Everyone loves to give and receive flowers. So great is their appeal, that fresh cut flowers play a role in the celebration of holidays and the milestones of family and personal life over much of the world. It is a particular luxury to have fresh flowers on display at home on a daily basis. What a delight it is to be surrounded indoors by bouquets and arrangements of fragrant, colorful blossoms -to have a bit of the garden in the house.
For gardeners the ultimate pleasure is to be able to cut flowers from their own garden to bring indoors and to give away to friends and family. Many also love to have homegrown blossoms, foliage, and seedheads handy for fresh or dried floral crafts and cooking. However, the problem is always that picking flowers from the garden reduces the floral show in the yard. It is always a tough decision whether to cut flowers for indoors or leave them on display outdoors. The perfect solution to this problem is to establish a separate cultivated area specifically as a cutting garden. Then you can have your flowers and pick them too!
Fill your cutting garden with plants that produce the flowers and foliage you love. Use it as an area to experiment with new plants and colors. Place it where it is not on public display, and indulge your fancy. Consider making it part of your vegetable garden. This is a production garden; created to be cut down, so do not worry about design correctness.
Creating a cutting garden
Create a cutting garden much the same way you initially establish a flower garden. Choose a site that receives generous sun and prepare the soil so that it drains well. Add humus in the form of compost, peat moss, or chopped leaves to improve clay or sandy soil. Create one or more beds of whatever size and shape accommodate the available space. They can be tucked into sunny spots along the back boundary, in a neglected corner, or behind the garage. By their very nature, they are transient, so they are easily changed or reconfigured next season if necessary.

Required actions:
**A)** Summarize the cutting-garden text in two sentences.
**B)** Answer these questions on the cutting-garden text:
(i) What forms of humus can be added to improve clay or sandy soil?
(ii) Which part of the garden does the text suggest the cutting garden could become part of?
(iii) Name one place where the beds can be tucked.
**C)** Rewrite the cutting-garden text starting at "For gardeners the" and ending at "pick them too!", changing "yard" to "landscape".

Material:
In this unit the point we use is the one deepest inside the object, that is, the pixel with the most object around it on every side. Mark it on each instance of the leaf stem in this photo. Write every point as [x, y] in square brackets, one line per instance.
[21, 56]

Problem solutions:
**A)** Because picking flowers from the garden reduces the floral show in the yard, gardeners can set up a separate cutting garden, filled with plants they love and placed away from public display, so they can have their flowers and pick them too. It is created much like a flower garden, with beds in a sunny spot and soil improved with humus so that it drains well, and the beds are easily changed next season because they are transient.

**B)**
(i) Compost, peat moss, or chopped leaves.
(ii) The vegetable garden.
(iii) Any one of: sunny spots along the back boundary, a neglected corner, or behind the garage.

**C)**
For gardeners the ultimate pleasure is to be able to cut flowers from their own garden to bring indoors and to give away to friends and family. Many also love to have homegrown blossoms, foliage, and seedheads handy for fresh or dried floral crafts and cooking. However, the problem is always that picking flowers from the garden reduces the floral show in the landscape. It is always a tough decision whether to cut flowers for indoors or leave them on display outdoors. The perfect solution to this problem is to establish a separate cultivated area specifically as a cutting garden. Then you can have your flowers and pick them too!